## [AUFGABE]
Schreibe den Text über Proaktivität in Innovationsprozessen im Anschluss an seinen letzten Satz weiter.

## [TEXT]

Voraussetzungen für Proaktivität müssen gegeben sein

Unter der Perspektive „Der Mensch in der Innovationsentwicklung“ konzentrieren sich Lee et al. in ihrer Studie (2019) auf einen ganz anderen Aspekt und analysieren den Zusammenhang zwischen menschlichem Verhalten in Innovationsprozessen und dem Erfolg von Innovationsentwicklungen. Für ihre Untersuchungen in Form von zwei Multi-Level-Studien fokussieren sich Lee et al. speziell auf den Aspekt der Proaktivität, der „Einfach mal machen“- Mentalität, in Innovationsprozessen. Hierfür fassen die Autoren unter dem Begriff der Proaktivität Handlungen zusammen, die durch den Mitarbeiter selbst initiiert werden und sich auf Veränderungen konzentrieren. In ihren Untersuchungen finden sie heraus, dass die Proaktivität der Mitarbeiter in Innovationsprozessen einen positiven Effekt auf die Innovationskraft der Organisation hat. Sie untersuchen dafür den Zusammenhang von gezeigter Proaktivität der Mitarbeiter mit gruppenbasierten Kreativ- und Innovationsprozessen und können eine signifikant positive Korrelation nachweisen (β= .40, ∆R2= .13, p < .05). Vorangegangene Untersuchungen haben gezeigt, dass das proaktive Verhalten der Mitarbeiter besonders durch Faktoren wie gefühlte Verantwortung für wirksame Veränderungen, Vertrauen in das Management und role breadth self-efficiency gestärkt wird: die von Mitarbeitern wahrgenommene Möglichkeit, breitere und proaktivere Aufgaben bearbeiten zu können, die über die zuvor definierten Grundanforderungen hinausgehen (Parker, 1989). Weitere Faktoren wie transformationale Führung, Eigenschaften der Arbeit (wie Autonomie, Komplexität und Kontrolle) oder eine als positiv erlebte Arbeitsatmosphäre, dienen dabei als Voraussetzung für das Auftreten von Proaktivität (Lee et al., 2019). Die durch die Studie von Lee et al. nachgewiesene positive Korrelation zwischen Proaktivität und Innovationskraft bestätigt somit Proaktivität als positiven Treiber der Innovationskraft in der Organisation. Allerdings ist der Einsatz und die Förderung von Proaktivität mit Vorsicht zu genießen. Eine hohe gelebte Proaktivität von Mitarbeitern führt nicht in allen Fällen auch zu positiven Ergebnissen.

## [AUFGEFÜHRTE ZEILEN]
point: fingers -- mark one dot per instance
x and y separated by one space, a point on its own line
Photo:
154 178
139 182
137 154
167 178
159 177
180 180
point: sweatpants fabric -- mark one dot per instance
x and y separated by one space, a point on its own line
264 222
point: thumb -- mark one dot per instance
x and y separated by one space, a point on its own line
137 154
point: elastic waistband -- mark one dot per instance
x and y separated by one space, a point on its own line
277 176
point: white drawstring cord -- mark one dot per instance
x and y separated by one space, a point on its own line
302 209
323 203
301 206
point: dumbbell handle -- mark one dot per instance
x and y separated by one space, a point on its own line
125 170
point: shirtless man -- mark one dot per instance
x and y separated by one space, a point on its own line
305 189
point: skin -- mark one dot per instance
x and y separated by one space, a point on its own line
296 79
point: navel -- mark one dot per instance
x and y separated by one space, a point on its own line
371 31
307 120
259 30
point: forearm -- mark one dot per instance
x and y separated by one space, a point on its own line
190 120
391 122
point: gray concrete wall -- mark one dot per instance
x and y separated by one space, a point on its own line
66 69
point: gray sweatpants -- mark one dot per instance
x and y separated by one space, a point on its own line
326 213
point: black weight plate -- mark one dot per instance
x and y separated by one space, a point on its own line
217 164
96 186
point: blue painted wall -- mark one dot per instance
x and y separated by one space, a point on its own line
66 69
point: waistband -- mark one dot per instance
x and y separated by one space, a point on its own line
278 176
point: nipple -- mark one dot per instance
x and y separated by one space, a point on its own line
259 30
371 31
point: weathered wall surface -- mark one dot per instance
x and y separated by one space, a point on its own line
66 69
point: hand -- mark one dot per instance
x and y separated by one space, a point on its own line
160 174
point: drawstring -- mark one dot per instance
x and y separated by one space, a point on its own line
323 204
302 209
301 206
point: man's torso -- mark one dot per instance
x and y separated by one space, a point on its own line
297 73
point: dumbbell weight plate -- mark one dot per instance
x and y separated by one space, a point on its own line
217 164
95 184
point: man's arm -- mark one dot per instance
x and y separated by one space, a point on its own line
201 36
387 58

## [ERGEBNIS]
Neueste Untersuchungen von Reynolds Kueny et al. (2019) belegen, dass die unterstützende Wirkung von Proaktivität in Innovationsprozessen nur sichtbar wird, wenn der proaktive Mitarbeiter auch die entsprechenden Social Skills vorweist. Unter dem Begriff Social Skills fassen die Autoren die Fähigkeit zusammen, soziale Interaktionen effektiv lesen, verstehen und kontrollieren zu können. Ein Mitarbeiter mit einer hohen Ausprägung von Social Skills kann demnach zwischenmenschliche Situationen besser interpretieren, effektiv kommunizieren, positive Beziehungen zu Mitarbeitern aufbauen, in unerwarteten Situationen improvisieren und dabei situationsgerecht agieren. Die Ergebnisse der Studie zeigen, dass Mitarbeiter mit einer geringen Ausprägung von Social Skills und einer starken Ausprägung von proaktivem Verhalten ihre eigenen Kollegen in Innovationsprozessen und dem Arbeitsumfeld abhängen und auf emotionaler Ebene „verlieren“ (Reynolds Kueny et al. 2019). Der proaktive Mitarbeiter löst in Folge Stress oder Frust bei seinen Kollegen aus und begünstigt damit eine negative Arbeitsatmosphäre, unter der auch er selbst leiden kann.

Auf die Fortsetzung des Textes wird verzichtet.